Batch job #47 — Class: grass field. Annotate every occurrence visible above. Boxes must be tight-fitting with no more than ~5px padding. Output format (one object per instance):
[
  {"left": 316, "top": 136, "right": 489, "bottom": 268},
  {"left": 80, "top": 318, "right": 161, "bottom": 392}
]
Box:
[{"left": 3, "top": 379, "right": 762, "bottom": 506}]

★ ★ ★ ★

• Exercise: Render the records above as a Markdown table with two columns, Row and Line. Put each nonblank line in its own row, numbered in order.

• Answer for this exercise:
| Row | Line |
|---|---|
| 1 | Batch job #47 — Class: grass field. Annotate every occurrence visible above. Boxes must be tight-fitting with no more than ~5px padding. Output format (one object per instance): |
| 2 | [ |
| 3 |   {"left": 316, "top": 136, "right": 489, "bottom": 268}, |
| 4 |   {"left": 80, "top": 318, "right": 161, "bottom": 392} |
| 5 | ] |
| 6 | Box: |
| 7 | [{"left": 3, "top": 379, "right": 762, "bottom": 506}] |